* EXERCISE DESCRIPTION: Reproduce the entries in full, with no changes.

(Coordinate labeling data)
=====

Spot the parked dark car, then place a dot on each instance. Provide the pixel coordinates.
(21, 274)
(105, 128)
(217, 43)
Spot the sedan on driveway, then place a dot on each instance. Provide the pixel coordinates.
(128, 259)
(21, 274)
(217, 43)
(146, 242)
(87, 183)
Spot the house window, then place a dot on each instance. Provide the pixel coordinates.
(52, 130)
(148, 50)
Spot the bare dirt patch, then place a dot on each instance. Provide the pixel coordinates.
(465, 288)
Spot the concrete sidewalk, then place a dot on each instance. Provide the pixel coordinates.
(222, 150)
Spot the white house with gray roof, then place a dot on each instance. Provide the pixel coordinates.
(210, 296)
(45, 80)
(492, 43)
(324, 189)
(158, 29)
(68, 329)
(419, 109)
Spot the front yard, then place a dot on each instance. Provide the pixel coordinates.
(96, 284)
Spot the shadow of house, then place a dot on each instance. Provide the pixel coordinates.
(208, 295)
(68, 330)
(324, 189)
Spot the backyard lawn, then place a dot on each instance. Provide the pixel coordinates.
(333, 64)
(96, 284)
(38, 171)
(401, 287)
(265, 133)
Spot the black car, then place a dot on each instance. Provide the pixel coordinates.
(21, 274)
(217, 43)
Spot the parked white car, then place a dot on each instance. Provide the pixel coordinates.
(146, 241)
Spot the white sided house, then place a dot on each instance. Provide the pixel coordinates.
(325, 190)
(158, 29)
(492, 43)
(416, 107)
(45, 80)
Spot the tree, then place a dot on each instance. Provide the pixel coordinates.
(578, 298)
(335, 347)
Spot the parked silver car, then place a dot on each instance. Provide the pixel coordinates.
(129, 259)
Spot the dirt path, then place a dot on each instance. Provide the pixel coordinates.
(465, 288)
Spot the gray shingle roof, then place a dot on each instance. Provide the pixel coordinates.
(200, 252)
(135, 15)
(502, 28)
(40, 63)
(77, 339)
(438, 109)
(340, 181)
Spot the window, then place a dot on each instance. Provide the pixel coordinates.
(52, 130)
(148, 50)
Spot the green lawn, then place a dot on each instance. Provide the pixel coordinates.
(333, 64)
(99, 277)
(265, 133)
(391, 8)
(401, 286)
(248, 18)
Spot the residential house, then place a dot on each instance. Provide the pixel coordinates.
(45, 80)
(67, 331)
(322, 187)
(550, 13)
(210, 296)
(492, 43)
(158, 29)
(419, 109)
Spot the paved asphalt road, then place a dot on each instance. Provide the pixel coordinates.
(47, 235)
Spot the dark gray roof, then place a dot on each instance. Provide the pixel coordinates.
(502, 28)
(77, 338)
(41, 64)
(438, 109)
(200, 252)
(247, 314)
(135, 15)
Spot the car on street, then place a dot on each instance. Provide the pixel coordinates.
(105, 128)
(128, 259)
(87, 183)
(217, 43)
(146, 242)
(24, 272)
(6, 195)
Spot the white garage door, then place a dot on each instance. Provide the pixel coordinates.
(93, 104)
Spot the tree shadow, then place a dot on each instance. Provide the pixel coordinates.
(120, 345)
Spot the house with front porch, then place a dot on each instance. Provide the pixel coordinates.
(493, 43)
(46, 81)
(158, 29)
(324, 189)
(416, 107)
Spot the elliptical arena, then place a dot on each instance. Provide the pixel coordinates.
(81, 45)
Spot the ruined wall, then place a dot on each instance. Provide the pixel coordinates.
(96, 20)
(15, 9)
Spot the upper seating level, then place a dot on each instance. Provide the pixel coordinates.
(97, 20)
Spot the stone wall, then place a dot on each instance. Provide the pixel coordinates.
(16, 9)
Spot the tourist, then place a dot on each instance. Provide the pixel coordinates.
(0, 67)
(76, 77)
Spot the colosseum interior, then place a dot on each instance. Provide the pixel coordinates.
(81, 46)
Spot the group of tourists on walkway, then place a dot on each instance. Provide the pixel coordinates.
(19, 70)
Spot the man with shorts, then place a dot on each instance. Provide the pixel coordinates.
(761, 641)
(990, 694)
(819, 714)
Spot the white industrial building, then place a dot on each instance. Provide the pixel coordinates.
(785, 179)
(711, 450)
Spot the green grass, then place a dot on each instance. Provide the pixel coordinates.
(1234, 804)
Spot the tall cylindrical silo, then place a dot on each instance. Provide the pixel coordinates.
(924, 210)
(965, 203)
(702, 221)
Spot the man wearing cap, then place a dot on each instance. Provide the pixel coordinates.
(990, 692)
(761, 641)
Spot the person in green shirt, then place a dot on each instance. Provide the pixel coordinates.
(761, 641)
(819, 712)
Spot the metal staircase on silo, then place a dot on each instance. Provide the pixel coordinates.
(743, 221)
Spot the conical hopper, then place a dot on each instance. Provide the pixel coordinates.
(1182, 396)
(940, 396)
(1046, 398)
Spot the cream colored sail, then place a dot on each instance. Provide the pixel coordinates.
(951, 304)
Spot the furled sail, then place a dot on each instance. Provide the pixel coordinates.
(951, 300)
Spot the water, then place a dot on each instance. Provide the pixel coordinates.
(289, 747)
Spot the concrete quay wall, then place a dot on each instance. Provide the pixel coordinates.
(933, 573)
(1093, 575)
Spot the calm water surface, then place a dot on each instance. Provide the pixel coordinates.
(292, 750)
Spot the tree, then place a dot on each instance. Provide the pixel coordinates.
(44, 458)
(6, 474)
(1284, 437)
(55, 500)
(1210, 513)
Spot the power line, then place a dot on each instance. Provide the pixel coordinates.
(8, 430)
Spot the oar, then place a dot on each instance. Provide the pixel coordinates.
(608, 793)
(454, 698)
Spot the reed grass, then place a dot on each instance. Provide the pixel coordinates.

=====

* SOLUTION FOR THIS PROBLEM:
Spot the parked dark car, then place a dot on each instance. Provide the pixel coordinates.
(21, 274)
(105, 128)
(217, 43)
Spot the sedan on driveway, then place a dot on each instance. Provide the pixel coordinates.
(128, 259)
(21, 274)
(217, 43)
(146, 242)
(87, 183)
Spot the house window, then place a dot on each instance. Provide the pixel coordinates.
(52, 130)
(148, 50)
Spot the bare dirt patch, then place a dot on each instance. Provide the pixel coordinates.
(465, 288)
Spot the concrete sidewalk, then place a dot on each instance. Provide the pixel coordinates.
(222, 150)
Spot the white house with gray roof, then place a dot on each instance. Provide the pixel coordinates.
(210, 296)
(45, 80)
(492, 43)
(324, 189)
(158, 29)
(68, 329)
(419, 109)
Spot the front yard, then place a dot on each instance. Provide the pixel coordinates.
(96, 284)
Spot the shadow of house, then place a dot on each instance. Provide the pixel coordinates.
(208, 295)
(68, 330)
(324, 189)
Spot the backyard lawn, then place a dot on each instance. Provide the pixel coordinates.
(333, 64)
(96, 284)
(38, 171)
(401, 287)
(265, 133)
Spot the black car, then place a dot on each instance. Provide the pixel coordinates.
(21, 274)
(217, 43)
Spot the parked white car, then place a dot on each instance. Provide the pixel coordinates.
(146, 241)
Spot the white sided house, then place a dot on each instance. Provide the pixel coordinates.
(325, 190)
(158, 29)
(492, 43)
(416, 107)
(45, 80)
Spot the tree, then place a dot on each instance. Provide the pixel coordinates.
(578, 298)
(335, 347)
Spot the parked silver car, then place a dot on each instance. Provide the pixel coordinates.
(129, 259)
Spot the dirt path, then place a dot on each instance. Provide the pixel coordinates.
(465, 288)
Spot the gray shingle roof, then place a dot on each instance. Provide the pixel coordinates.
(200, 252)
(135, 15)
(502, 28)
(40, 63)
(77, 339)
(438, 109)
(340, 181)
Spot the window, then place a dot on each instance. Provide the pixel coordinates.
(52, 130)
(148, 50)
Spot the green lawn, then place a dot on each instance. Provide the pixel coordinates.
(333, 64)
(99, 277)
(265, 133)
(391, 8)
(401, 286)
(248, 18)
Spot the residential house, then place a dot on each instance. Provide the pixel coordinates.
(45, 80)
(67, 331)
(322, 187)
(550, 13)
(210, 296)
(492, 43)
(158, 29)
(419, 109)
Spot the paved asphalt road, then place a dot on each instance. Provide the pixel coordinates.
(47, 235)
Spot the dark gray roof, then place a dot on each instance. Provide the pixel coordinates.
(502, 28)
(77, 338)
(41, 64)
(438, 109)
(200, 252)
(247, 314)
(135, 15)
Spot the car on street, then place a dot on each instance. Provide the pixel coordinates.
(105, 128)
(128, 259)
(87, 183)
(217, 43)
(146, 242)
(24, 272)
(6, 195)
Spot the white garage door, then place a dot on each instance. Provide the pixel coordinates.
(93, 104)
Spot the tree shadow, then place a dot on each instance. Provide the pixel coordinates.
(120, 345)
Spot the house with front porch, then place a dot on each instance. Provide the pixel coordinates.
(493, 43)
(46, 81)
(158, 29)
(324, 189)
(416, 107)
Spot the elliptical arena, then place a dot on each instance. Provide the pixel coordinates.
(81, 45)
Spot the ruined wall, then place a dot on each instance. Provide the pixel coordinates.
(96, 20)
(15, 9)
Spot the upper seating level, then place a dot on each instance. Provide the pixel coordinates.
(97, 20)
Spot the stone wall, then place a dot on each instance. Provide the pixel coordinates.
(16, 9)
Spot the tourist, then place a dot on each instance. Provide the pixel coordinates.
(0, 67)
(76, 77)
Spot the colosseum interior, then place a dot on each instance. Provide the pixel coordinates.
(81, 46)
Spot the group of tourists on walkway, then place a dot on each instance. Provide the pixel coordinates.
(19, 70)
Spot the man with shorts, then place a dot on each instance. Provide the pixel coordinates.
(761, 641)
(990, 694)
(819, 714)
Spot the white industrial building, then place a dot on each instance. Provide the pixel coordinates.
(785, 179)
(711, 450)
Spot the green grass, then place a dot on each instance. Provide the pixel coordinates.
(1234, 804)
Spot the tall cylindrical silo, then place a dot on each instance. Provide the pixel coordinates.
(924, 210)
(965, 203)
(702, 221)
Spot the man wearing cap, then place a dot on each instance. Provide the pixel coordinates.
(990, 692)
(761, 641)
Spot the person in green shirt, then place a dot on each instance. Provide the pixel coordinates.
(761, 641)
(819, 712)
Spot the metal staircase on silo, then place a dot on each instance. Provide the pixel coordinates.
(743, 221)
Spot the conical hopper, then place a dot on each instance. Provide the pixel coordinates.
(1182, 396)
(940, 396)
(1046, 398)
Spot the cream colored sail, then place a dot on each instance. Provide the pixel coordinates.
(951, 304)
Spot the furled sail, then place a dot on each instance. Provide the pixel coordinates.
(951, 300)
Spot the water, then place a dot on each instance. Provide the pixel coordinates.
(289, 747)
Spot the concrete quay wall, then place a dot on each instance. Provide the pixel coordinates.
(933, 573)
(1093, 575)
Spot the calm water surface, then place a dot on each instance. Provide the pixel coordinates.
(292, 750)
Spot the tree, then place a dot on each instance. Provide the pixel coordinates.
(44, 458)
(6, 474)
(1284, 437)
(55, 500)
(1210, 513)
Spot the power line, then place a dot on each instance. Provide the pixel coordinates.
(8, 430)
Spot the oar, then place a dot on each instance. Provide the pixel coordinates.
(608, 793)
(454, 698)
Spot the reed grass, then place a dot on each instance. Provide the pixel coordinates.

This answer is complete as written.